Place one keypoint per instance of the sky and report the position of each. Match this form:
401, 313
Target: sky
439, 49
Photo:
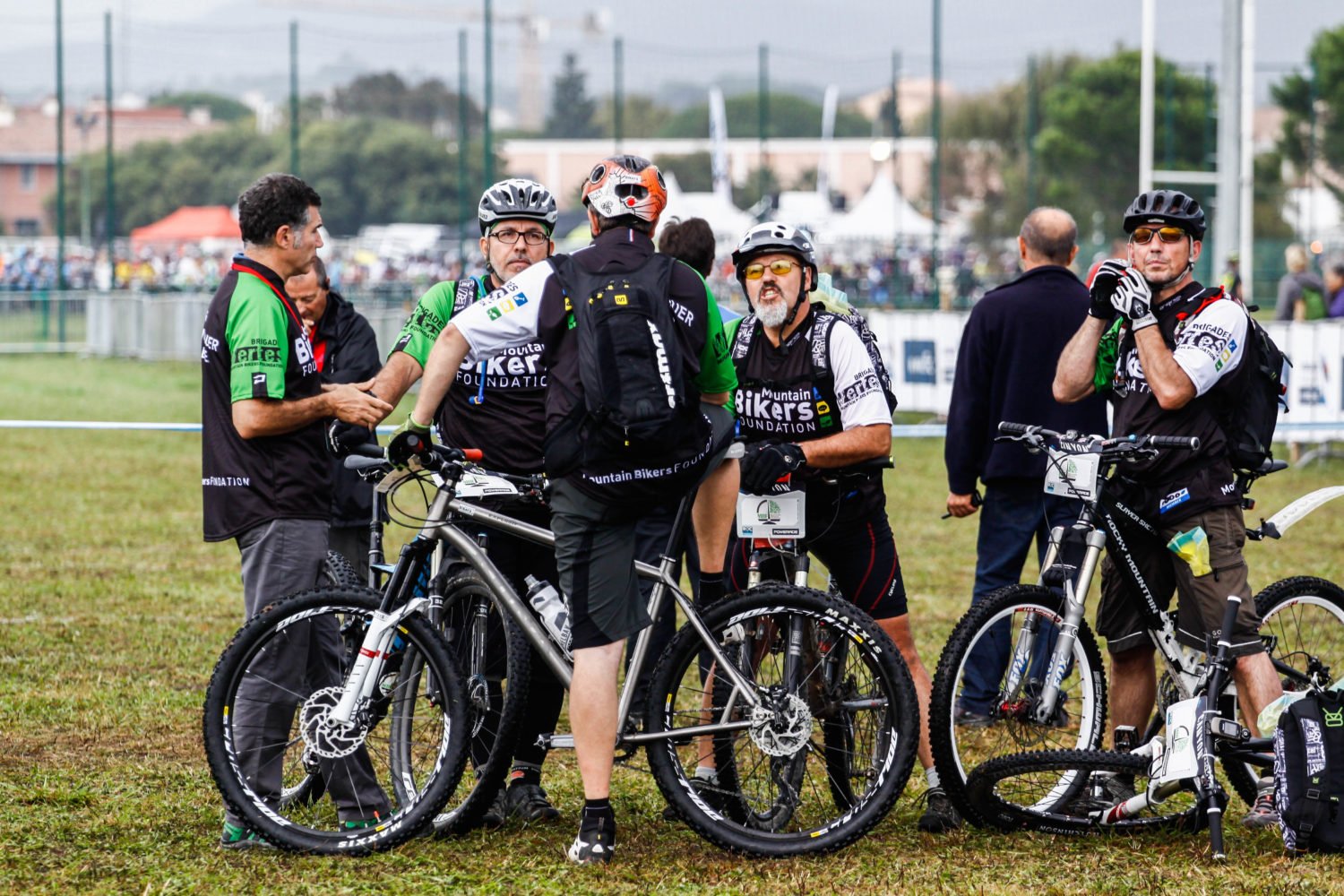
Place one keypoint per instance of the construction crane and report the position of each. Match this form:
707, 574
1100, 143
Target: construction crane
534, 30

* OBJECTIVE
Can you rewrite the rows above with every "keypoint" swapped for "marker" and nothing else changed? Omit the pictures from your version.

* TASK OUTPUT
Place one marker per instance of the sky and report the position of each. Match this form:
401, 313
Target: sky
439, 49
Photo:
Place one marker per instance of the construction crane and report the position of each. Match this form:
707, 574
1100, 143
Target: construction crane
534, 30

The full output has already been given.